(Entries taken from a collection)
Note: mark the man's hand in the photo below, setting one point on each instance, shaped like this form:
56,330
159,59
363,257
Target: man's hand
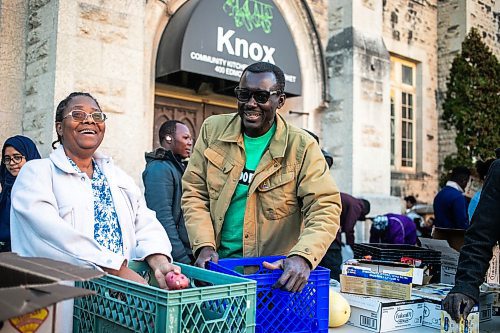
125,273
453,304
206,254
161,265
296,272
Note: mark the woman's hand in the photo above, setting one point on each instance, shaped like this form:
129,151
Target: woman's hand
125,273
160,264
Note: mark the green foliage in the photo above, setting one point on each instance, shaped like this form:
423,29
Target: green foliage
472,104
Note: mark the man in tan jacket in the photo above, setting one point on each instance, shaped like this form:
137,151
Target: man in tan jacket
258,186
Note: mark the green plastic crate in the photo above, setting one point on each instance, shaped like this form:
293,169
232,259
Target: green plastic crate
226,304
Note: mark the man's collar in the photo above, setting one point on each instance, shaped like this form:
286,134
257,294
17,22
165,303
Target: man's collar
277,146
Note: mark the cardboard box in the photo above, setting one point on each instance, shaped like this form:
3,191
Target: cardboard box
471,325
493,274
433,295
378,314
30,288
389,267
449,258
365,282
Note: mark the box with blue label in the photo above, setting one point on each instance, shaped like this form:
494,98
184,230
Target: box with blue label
363,281
379,314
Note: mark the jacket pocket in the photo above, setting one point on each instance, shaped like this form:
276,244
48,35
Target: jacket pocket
67,213
277,195
218,169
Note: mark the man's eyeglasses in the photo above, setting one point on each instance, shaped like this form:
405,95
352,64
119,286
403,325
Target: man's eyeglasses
260,96
15,158
78,115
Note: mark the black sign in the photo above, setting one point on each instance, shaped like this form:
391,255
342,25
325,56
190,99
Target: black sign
220,38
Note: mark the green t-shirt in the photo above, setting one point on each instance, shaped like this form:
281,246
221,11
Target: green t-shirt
231,245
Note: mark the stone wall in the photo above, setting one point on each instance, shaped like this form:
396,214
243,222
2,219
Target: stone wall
41,50
410,33
12,66
484,15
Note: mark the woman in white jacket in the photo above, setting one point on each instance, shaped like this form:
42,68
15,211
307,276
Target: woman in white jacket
77,207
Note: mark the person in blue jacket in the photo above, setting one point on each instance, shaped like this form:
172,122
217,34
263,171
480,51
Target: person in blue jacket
162,182
482,169
16,151
450,205
476,253
393,229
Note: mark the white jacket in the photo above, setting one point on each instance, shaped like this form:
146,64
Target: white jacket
52,214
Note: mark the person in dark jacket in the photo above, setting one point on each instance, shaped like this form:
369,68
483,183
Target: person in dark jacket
450,205
476,252
162,183
393,229
16,151
353,210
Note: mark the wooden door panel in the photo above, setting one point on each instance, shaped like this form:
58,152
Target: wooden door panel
190,113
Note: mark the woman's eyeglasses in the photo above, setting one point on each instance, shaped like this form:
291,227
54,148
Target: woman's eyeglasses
14,158
260,96
78,115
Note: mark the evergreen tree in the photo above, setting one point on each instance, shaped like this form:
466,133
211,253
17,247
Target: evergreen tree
472,104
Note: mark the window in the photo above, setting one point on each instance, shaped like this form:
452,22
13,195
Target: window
403,98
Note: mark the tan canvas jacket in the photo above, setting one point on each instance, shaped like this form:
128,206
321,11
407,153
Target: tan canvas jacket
293,204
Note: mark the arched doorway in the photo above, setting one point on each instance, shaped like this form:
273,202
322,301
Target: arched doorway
187,106
204,48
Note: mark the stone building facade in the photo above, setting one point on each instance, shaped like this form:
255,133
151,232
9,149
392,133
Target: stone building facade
373,78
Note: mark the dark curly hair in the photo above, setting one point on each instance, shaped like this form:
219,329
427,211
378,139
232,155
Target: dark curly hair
62,106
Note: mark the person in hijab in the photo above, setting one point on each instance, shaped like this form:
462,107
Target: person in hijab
393,229
16,151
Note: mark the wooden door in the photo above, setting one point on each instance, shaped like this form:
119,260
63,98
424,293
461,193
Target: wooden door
190,113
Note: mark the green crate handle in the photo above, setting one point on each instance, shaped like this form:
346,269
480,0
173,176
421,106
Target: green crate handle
139,266
114,299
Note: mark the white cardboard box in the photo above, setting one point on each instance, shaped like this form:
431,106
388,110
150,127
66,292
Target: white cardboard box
378,314
29,288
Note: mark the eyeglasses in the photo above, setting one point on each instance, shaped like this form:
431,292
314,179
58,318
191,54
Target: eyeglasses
260,96
78,115
15,158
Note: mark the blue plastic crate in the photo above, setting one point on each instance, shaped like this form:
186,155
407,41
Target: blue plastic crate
278,310
226,304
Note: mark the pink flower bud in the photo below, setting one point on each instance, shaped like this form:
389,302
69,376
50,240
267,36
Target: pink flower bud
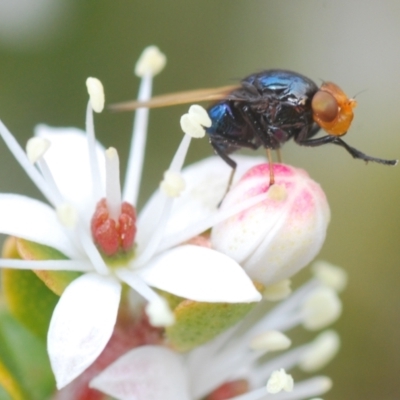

How to complete this task →
Show the lines of the records that include the string "flower".

Solved problem →
Note: mark the pink flower bud in the photo below, setting one point on each instance, shaped like this form:
Target: pink flower bud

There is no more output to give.